**BREVE ESERCIZIO 1**
Mostra ogni riga delle voci qui sotto che contiene la stringa "wall". Le maiuscole e le minuscole contano.

Circe - Madeline Miller -
recensione a cura di Patrizia Zara
Fin dalle prime pagine, una sensazione indefinibile e sgradevole mi ha
assalito, come se stessi assistendo a un'opera di demolizione forzata e
ricostruzione posticcia. Le parole sembrano esercitare una pressione fastidiosa,
un'intrusione indebita nei cardini intoccabili di un mito che dovrebbe restare
tale: puro, enigmatico, grandioso.
E più avanzavo nella lettura, più questa sensazione cresceva, lasciando spazio
a un'esclamazione inevitabile: **"Ma che grande americanata!"**
Il fascino ammaliante di Circe ridotto a una poltiglia insipida: una ragazzetta
complessata e vendicativa, schiacciata da cliché abusati. Il padre assente, la
madre egocentrica, le sorelle gelose e pettegole, gli zii corrotti dal lusso e
dai vizi… sembra la sceneggiatura di un dramma familiare da quattro soldi.
Quando poi la "maga" si trasforma in madre single alle prese con un
figlio ribelle in crisi d’identità, il quadro si fa ancora più
prevedibile.
Se togliamo dèi, titani, mostri e la magia che dovrebbe pervadere la storia,
ciò che resta è un romanzo mediocre e ripetitivo, una rilettura della mitologia
annacquata dall'ossessione moderna per l'introspezione forzata.

(Voci salvate)
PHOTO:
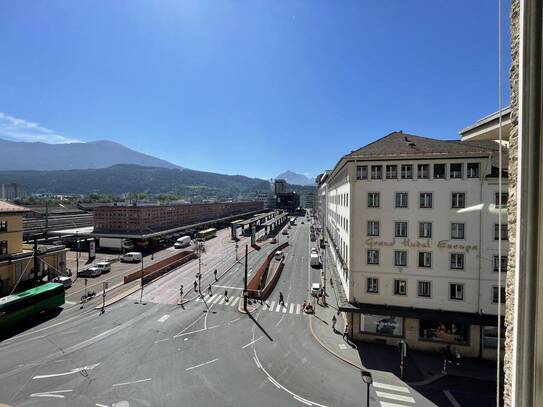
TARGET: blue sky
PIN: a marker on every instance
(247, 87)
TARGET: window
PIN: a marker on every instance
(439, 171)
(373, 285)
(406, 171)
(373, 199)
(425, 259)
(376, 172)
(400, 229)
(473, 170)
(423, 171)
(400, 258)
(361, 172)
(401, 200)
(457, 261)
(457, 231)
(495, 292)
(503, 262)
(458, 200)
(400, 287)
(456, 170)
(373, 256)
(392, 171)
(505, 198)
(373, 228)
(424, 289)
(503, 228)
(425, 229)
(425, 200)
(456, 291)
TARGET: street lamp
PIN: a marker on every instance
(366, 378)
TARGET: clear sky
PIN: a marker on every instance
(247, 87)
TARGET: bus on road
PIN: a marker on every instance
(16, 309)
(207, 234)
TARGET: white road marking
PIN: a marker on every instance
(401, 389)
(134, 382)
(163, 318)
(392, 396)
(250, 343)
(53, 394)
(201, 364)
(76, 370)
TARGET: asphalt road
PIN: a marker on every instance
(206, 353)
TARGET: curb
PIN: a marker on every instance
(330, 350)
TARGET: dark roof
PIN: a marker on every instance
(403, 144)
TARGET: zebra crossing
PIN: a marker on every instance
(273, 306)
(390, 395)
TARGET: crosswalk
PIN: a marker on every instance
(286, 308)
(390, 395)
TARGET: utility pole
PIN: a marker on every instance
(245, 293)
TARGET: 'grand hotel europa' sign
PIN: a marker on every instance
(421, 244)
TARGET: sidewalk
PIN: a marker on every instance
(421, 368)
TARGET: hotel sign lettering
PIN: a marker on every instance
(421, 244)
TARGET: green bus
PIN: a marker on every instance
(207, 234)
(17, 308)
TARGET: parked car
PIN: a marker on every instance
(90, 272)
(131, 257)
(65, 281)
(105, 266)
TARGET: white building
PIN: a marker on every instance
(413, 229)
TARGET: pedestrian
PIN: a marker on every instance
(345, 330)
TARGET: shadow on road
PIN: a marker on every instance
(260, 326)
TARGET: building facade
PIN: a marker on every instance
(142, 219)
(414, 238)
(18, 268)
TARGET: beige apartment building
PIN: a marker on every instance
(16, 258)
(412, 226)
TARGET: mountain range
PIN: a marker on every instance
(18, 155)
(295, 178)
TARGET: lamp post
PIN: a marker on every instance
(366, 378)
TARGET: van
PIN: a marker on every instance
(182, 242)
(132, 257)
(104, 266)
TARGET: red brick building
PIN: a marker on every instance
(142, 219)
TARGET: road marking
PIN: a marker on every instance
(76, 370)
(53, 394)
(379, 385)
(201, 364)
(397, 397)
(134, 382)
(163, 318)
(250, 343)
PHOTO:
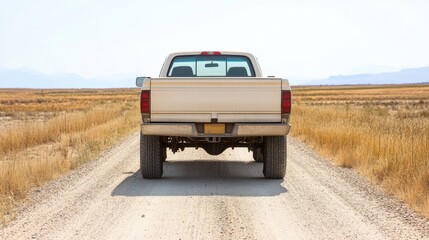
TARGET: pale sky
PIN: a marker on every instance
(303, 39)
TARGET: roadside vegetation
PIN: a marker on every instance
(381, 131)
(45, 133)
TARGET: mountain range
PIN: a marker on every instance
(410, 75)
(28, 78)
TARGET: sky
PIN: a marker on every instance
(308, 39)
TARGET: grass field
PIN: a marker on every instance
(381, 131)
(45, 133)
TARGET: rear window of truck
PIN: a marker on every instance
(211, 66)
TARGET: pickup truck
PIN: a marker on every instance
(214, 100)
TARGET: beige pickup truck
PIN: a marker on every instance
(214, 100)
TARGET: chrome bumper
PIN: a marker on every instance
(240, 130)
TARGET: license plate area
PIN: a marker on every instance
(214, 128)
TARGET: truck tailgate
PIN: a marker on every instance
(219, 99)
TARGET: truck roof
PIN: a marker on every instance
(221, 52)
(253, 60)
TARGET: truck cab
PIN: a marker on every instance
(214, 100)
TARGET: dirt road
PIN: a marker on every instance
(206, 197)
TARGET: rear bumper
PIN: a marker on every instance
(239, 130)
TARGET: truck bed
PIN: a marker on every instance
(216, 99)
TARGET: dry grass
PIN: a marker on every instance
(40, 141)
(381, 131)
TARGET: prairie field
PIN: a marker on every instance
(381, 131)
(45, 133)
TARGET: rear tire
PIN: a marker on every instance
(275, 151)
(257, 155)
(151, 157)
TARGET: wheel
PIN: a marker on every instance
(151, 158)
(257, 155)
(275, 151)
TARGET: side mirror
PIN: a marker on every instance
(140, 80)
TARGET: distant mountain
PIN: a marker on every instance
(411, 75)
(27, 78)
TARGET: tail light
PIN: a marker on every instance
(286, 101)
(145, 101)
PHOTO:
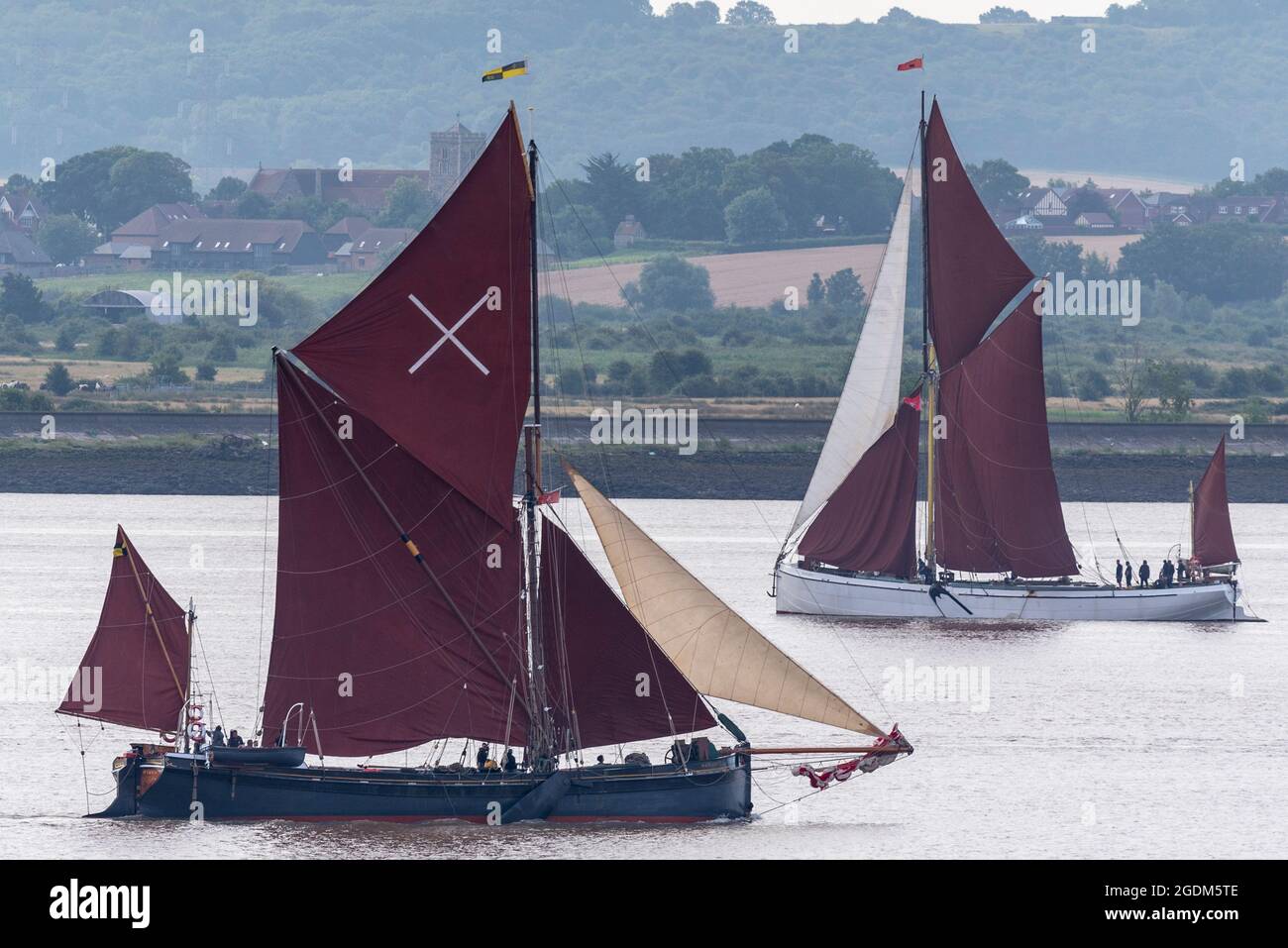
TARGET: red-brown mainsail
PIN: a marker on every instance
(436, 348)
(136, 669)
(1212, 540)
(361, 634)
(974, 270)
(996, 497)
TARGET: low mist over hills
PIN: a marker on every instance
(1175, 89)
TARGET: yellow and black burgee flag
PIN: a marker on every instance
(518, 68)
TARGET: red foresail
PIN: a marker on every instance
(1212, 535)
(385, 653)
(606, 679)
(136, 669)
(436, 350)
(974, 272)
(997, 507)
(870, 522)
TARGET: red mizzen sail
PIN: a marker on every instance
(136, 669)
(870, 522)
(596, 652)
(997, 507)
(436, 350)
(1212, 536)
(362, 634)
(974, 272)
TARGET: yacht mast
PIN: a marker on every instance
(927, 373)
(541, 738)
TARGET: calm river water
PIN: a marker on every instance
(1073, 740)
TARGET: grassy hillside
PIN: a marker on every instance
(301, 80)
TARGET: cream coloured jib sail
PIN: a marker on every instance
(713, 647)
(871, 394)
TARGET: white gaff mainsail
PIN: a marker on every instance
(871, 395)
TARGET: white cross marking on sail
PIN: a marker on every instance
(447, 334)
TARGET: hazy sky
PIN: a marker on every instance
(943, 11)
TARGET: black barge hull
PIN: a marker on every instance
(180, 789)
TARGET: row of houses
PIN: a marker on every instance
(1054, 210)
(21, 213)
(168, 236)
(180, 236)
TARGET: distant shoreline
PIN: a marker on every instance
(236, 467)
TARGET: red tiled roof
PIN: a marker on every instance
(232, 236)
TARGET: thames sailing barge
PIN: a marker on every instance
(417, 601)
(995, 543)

---

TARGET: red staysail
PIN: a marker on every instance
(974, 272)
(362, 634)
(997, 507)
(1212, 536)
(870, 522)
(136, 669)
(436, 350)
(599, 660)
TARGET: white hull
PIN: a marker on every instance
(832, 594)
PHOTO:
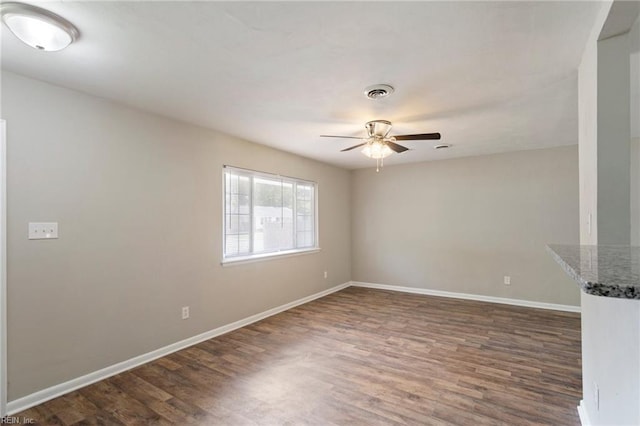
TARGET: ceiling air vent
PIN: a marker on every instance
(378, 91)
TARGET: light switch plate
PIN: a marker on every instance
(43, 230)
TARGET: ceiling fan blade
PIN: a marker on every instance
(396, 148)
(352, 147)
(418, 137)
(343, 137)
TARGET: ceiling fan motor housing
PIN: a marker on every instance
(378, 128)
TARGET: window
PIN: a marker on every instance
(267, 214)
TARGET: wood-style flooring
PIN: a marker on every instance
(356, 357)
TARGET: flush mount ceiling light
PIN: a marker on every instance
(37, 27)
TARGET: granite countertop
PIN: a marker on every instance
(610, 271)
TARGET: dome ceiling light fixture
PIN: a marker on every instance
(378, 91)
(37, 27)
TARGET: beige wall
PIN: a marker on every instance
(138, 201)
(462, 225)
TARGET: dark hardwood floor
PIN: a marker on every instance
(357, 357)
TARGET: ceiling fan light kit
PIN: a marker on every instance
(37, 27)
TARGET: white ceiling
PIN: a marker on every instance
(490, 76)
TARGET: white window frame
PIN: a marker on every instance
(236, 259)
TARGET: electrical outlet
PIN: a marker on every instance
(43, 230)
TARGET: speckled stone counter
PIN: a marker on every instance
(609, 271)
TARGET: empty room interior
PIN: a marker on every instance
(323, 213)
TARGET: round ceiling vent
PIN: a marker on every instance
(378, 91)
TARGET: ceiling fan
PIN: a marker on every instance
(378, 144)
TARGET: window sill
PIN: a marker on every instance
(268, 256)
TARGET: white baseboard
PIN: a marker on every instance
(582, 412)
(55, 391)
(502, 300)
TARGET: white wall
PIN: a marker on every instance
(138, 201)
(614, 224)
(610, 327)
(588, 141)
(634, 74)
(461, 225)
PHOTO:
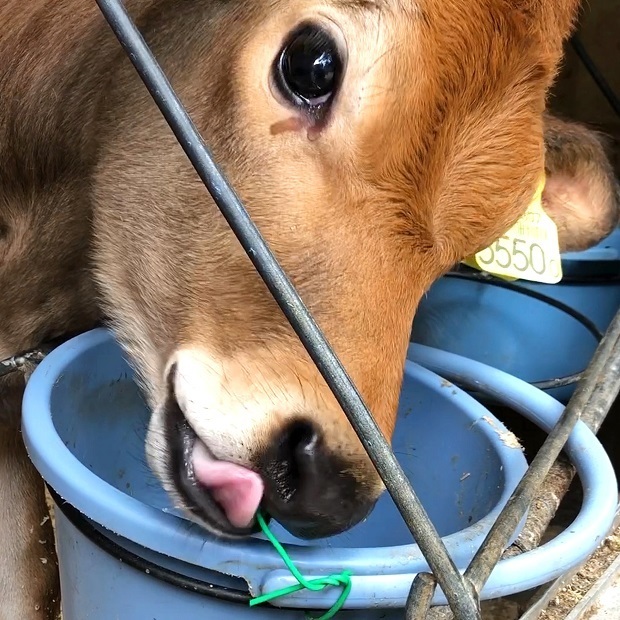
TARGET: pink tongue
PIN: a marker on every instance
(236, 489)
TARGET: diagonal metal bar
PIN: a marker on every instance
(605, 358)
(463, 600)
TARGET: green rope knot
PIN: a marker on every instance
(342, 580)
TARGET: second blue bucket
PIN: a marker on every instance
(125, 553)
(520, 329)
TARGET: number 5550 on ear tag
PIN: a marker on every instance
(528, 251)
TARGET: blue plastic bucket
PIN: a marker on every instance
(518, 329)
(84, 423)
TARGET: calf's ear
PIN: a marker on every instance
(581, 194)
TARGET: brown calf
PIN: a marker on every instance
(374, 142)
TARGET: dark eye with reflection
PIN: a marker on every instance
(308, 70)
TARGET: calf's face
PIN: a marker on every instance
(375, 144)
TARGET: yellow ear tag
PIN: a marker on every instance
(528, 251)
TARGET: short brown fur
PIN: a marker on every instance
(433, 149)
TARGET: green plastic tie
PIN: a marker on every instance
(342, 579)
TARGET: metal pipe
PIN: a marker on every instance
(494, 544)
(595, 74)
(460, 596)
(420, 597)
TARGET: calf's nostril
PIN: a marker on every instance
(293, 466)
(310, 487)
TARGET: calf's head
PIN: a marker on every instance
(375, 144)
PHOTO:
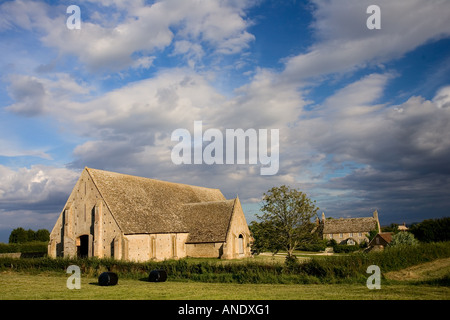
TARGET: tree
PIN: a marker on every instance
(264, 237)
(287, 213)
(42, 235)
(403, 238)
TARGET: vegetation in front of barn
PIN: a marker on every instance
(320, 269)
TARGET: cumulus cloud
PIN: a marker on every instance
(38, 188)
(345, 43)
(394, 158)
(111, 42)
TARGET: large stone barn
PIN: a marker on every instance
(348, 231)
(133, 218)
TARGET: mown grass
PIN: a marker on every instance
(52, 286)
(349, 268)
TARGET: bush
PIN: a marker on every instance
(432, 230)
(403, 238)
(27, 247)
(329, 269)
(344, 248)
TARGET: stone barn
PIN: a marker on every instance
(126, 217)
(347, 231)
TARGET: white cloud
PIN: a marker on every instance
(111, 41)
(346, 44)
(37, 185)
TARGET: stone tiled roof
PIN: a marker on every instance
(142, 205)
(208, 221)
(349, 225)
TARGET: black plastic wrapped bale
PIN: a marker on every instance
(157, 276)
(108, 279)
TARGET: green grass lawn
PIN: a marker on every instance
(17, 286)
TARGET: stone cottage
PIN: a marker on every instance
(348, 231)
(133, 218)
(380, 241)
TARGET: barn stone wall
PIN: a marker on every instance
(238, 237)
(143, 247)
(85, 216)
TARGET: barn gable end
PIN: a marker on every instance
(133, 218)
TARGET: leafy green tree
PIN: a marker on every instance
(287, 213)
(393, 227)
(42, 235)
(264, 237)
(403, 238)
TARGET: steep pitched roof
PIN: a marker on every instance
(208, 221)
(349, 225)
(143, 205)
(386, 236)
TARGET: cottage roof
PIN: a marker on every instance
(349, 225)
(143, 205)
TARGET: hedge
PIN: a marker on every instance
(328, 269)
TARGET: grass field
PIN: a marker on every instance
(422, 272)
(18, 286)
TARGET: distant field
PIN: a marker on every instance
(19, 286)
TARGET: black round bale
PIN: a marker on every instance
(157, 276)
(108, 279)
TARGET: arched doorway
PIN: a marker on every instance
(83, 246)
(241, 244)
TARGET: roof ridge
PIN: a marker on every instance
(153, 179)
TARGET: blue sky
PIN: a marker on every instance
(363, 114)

**BREVE ESERCIZIO 2**
Aggiorna il passo della recensione di Circe, tutto da "E più avanzavo" giù fino a "per l'introspezione forzata.", mettendo "ragazzina" al posto di "ragazzetta".

**RISPOSTA ATTESA 1**
TARGET: beige wall
TARGET: white wall
TARGET: barn stone wall

**RISPOSTA ATTESA 2**
E più avanzavo nella lettura, più questa sensazione cresceva, lasciando spazio
a un'esclamazione inevitabile: **"Ma che grande americanata!"**
Il fascino ammaliante di Circe ridotto a una poltiglia insipida: una ragazzina
complessata e vendicativa, schiacciata da cliché abusati. Il padre assente, la
madre egocentrica, le sorelle gelose e pettegole, gli zii corrotti dal lusso e
dai vizi… sembra la sceneggiatura di un dramma familiare da quattro soldi.
Quando poi la "maga" si trasforma in madre single alle prese con un
figlio ribelle in crisi d’identità, il quadro si fa ancora più
prevedibile.
Se togliamo dèi, titani, mostri e la magia che dovrebbe pervadere la storia,
ciò che resta è un romanzo mediocre e ripetitivo, una rilettura della mitologia
annacquata dall'ossessione moderna per l'introspezione forzata.